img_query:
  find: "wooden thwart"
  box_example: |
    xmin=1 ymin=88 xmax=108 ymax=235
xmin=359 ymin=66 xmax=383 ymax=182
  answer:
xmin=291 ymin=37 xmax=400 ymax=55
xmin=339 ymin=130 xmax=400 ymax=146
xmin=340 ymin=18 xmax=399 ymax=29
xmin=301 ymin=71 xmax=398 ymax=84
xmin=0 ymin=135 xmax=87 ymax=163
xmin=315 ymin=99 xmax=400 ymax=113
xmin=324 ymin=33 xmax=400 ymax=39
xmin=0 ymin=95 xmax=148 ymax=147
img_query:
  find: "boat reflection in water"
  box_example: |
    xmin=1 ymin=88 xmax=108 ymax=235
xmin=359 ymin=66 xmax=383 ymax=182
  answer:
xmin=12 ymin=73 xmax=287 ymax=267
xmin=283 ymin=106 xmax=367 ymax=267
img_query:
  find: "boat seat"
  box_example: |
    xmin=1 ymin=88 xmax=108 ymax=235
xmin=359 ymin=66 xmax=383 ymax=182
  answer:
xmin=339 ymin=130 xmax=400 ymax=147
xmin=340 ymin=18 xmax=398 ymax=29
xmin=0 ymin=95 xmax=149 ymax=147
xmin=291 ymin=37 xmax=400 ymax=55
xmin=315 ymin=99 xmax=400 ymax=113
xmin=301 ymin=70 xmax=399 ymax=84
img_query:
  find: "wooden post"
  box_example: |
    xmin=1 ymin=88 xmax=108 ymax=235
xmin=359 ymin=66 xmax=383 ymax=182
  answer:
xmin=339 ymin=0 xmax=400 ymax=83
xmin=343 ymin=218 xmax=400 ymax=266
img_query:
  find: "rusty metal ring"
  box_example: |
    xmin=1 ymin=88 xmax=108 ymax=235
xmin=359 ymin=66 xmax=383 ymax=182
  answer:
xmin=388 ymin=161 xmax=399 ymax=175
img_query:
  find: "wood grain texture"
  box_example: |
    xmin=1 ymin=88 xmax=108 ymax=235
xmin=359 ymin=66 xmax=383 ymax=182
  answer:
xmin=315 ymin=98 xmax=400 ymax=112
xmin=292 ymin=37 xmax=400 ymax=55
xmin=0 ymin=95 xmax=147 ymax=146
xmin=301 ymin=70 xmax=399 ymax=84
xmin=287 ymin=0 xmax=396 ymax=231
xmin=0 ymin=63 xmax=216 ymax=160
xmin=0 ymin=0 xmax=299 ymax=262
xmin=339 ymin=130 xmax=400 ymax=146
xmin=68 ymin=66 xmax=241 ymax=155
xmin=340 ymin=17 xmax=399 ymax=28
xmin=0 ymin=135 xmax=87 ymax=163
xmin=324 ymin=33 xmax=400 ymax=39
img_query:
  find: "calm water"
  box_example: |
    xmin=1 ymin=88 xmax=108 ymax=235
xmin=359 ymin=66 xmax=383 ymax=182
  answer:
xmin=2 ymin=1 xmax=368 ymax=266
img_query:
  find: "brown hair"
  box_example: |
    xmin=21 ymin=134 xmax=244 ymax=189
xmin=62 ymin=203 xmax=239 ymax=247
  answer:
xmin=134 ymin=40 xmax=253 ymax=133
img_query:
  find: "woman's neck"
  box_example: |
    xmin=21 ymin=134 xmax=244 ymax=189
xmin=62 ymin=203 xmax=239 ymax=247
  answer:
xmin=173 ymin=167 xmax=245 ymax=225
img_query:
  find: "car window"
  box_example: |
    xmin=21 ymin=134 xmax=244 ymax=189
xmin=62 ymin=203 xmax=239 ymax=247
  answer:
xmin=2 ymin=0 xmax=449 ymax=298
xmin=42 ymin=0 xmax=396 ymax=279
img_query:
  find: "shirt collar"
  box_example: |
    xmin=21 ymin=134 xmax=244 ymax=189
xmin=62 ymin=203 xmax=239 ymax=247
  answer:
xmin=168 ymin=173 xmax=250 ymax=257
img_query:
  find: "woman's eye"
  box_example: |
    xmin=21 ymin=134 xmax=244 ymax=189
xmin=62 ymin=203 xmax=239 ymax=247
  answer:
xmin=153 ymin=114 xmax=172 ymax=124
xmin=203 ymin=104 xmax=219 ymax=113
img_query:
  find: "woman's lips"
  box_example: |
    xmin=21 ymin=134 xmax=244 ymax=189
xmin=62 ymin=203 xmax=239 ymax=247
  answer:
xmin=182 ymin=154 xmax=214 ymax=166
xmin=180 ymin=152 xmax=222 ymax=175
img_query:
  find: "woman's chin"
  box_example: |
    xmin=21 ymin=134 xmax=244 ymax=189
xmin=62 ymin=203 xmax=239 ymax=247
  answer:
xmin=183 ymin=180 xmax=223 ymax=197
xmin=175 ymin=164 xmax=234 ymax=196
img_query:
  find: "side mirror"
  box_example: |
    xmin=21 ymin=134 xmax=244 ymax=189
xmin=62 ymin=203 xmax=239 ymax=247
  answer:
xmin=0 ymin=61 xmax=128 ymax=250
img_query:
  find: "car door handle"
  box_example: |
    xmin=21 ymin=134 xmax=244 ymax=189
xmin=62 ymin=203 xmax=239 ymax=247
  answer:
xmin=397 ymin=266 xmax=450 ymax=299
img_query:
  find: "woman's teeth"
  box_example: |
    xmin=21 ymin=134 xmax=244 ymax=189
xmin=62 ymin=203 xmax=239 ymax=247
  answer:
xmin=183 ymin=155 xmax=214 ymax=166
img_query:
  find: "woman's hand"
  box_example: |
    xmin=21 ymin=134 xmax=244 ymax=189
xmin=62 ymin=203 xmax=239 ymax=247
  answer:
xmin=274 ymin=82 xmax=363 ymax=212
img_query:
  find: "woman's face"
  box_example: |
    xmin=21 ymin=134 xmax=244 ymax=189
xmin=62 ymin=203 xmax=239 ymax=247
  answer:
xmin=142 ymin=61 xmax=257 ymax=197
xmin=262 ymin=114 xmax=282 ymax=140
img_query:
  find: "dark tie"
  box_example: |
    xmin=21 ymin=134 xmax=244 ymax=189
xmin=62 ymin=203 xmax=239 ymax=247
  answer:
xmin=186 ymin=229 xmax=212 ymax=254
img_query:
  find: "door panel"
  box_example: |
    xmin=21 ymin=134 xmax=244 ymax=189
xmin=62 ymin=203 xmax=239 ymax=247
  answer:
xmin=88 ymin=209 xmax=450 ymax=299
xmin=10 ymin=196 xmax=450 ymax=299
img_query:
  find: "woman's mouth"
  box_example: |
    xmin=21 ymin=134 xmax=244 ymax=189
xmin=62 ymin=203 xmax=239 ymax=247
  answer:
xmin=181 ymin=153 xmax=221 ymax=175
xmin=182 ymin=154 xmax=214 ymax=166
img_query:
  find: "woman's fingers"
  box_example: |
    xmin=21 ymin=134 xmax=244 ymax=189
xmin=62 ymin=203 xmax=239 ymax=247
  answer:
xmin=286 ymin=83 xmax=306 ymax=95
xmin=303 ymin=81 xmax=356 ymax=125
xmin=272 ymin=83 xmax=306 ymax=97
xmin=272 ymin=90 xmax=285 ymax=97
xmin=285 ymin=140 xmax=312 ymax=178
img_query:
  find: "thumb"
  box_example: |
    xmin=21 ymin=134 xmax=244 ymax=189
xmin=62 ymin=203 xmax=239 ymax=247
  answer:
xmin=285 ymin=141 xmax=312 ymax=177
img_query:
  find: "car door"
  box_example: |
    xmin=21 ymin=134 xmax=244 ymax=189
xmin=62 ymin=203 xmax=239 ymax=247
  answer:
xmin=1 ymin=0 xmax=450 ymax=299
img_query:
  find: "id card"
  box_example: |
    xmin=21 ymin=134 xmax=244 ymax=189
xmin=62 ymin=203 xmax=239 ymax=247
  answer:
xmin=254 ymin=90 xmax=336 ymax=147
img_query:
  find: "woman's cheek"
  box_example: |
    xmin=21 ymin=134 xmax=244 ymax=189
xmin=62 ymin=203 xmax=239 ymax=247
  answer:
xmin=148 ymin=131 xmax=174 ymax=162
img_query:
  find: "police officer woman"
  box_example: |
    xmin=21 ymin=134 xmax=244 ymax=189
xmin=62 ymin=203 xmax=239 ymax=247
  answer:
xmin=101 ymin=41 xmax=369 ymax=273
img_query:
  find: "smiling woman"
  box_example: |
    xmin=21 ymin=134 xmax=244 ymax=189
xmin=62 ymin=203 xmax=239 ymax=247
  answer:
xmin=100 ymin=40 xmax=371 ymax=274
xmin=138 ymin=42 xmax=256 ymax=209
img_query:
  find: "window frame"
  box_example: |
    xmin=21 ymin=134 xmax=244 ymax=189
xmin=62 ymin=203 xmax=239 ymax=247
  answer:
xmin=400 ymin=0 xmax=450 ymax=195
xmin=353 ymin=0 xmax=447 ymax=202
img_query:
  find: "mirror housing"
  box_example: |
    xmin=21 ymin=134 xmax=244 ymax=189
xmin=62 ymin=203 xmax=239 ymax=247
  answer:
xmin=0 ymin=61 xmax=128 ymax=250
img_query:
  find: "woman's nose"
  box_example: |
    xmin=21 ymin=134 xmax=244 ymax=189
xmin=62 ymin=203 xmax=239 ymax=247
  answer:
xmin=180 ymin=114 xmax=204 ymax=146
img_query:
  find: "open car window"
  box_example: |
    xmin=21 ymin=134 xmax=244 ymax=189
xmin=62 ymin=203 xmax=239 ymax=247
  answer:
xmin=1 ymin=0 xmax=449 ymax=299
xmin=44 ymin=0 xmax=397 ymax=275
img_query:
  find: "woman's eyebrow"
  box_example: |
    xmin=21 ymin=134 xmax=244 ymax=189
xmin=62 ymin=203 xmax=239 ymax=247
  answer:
######
=== To do ===
Out of the material above, gather each line where "door" appears.

=== Task output ===
  find: "car door handle"
  find: "door panel"
  find: "car door"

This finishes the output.